What you are asked to do: Copy all the material below, exactly as it stands.
─── Data to use ───
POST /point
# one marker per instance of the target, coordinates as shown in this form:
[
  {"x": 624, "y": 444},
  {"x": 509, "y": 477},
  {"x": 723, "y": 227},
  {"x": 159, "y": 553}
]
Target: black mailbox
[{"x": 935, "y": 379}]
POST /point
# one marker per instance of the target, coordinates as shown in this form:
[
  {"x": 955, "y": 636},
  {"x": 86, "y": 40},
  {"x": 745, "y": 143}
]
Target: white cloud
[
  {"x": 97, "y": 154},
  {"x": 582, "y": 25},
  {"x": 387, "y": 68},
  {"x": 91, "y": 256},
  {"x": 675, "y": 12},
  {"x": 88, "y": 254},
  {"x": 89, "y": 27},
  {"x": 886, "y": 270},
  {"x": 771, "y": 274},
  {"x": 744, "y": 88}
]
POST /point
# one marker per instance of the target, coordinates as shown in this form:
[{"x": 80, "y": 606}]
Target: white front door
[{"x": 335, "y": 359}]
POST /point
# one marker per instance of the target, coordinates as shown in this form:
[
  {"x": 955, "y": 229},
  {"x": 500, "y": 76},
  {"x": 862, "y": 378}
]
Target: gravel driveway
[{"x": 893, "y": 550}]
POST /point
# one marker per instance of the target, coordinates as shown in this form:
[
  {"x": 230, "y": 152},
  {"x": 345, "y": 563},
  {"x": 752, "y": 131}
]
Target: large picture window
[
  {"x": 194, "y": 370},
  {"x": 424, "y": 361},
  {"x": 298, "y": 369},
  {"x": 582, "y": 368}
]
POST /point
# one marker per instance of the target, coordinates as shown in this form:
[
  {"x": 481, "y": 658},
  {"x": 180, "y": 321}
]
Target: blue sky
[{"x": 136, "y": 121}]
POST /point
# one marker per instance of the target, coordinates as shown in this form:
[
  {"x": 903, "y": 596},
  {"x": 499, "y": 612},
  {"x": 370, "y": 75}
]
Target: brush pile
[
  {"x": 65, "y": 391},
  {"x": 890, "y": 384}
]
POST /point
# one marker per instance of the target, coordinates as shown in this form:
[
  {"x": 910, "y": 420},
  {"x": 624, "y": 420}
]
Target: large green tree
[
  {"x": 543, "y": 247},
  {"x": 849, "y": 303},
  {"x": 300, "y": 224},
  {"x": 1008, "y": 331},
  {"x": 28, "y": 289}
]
───
Response:
POST /point
# one marker per instance of the target, coordinates as shown in this form:
[
  {"x": 624, "y": 444},
  {"x": 509, "y": 477},
  {"x": 723, "y": 227},
  {"x": 159, "y": 553}
]
Target: black mailbox
[{"x": 935, "y": 379}]
POST /point
# one marker per instance of the target, coordinates as shown in this form:
[
  {"x": 955, "y": 636},
  {"x": 86, "y": 40},
  {"x": 745, "y": 143}
]
Target: white cloud
[
  {"x": 97, "y": 154},
  {"x": 582, "y": 25},
  {"x": 387, "y": 68},
  {"x": 91, "y": 256},
  {"x": 675, "y": 12},
  {"x": 88, "y": 254},
  {"x": 89, "y": 27},
  {"x": 886, "y": 270},
  {"x": 771, "y": 274},
  {"x": 744, "y": 88}
]
POST /point
# one marker per instance of the target, coordinates as shown in this form:
[{"x": 80, "y": 606}]
Target: white front door
[{"x": 335, "y": 359}]
POST /point
# one marker per instance of the target, coordinates as shown in this form:
[
  {"x": 955, "y": 229},
  {"x": 500, "y": 76},
  {"x": 862, "y": 378}
]
Target: gravel driveway
[{"x": 893, "y": 550}]
POST /point
# one marker per instance of the target, coordinates as shown in this form:
[
  {"x": 230, "y": 152},
  {"x": 345, "y": 563},
  {"x": 752, "y": 131}
]
Target: large picture window
[
  {"x": 194, "y": 370},
  {"x": 424, "y": 361},
  {"x": 298, "y": 369},
  {"x": 582, "y": 368}
]
POST /point
# one marker per instance of the target, coordinates as shown in this form:
[
  {"x": 481, "y": 658},
  {"x": 180, "y": 321}
]
Target: blue sky
[{"x": 136, "y": 121}]
POST /point
# one marker per instance of the target, coordinates as shown in this form:
[
  {"x": 903, "y": 596},
  {"x": 499, "y": 612},
  {"x": 370, "y": 75}
]
Target: brush pile
[
  {"x": 65, "y": 391},
  {"x": 890, "y": 384}
]
POST /point
# one marker per instance of the target, coordinates as shown in this form:
[
  {"x": 910, "y": 420},
  {"x": 624, "y": 420}
]
Target: large green tree
[
  {"x": 543, "y": 247},
  {"x": 849, "y": 303},
  {"x": 300, "y": 224},
  {"x": 1008, "y": 331},
  {"x": 28, "y": 289}
]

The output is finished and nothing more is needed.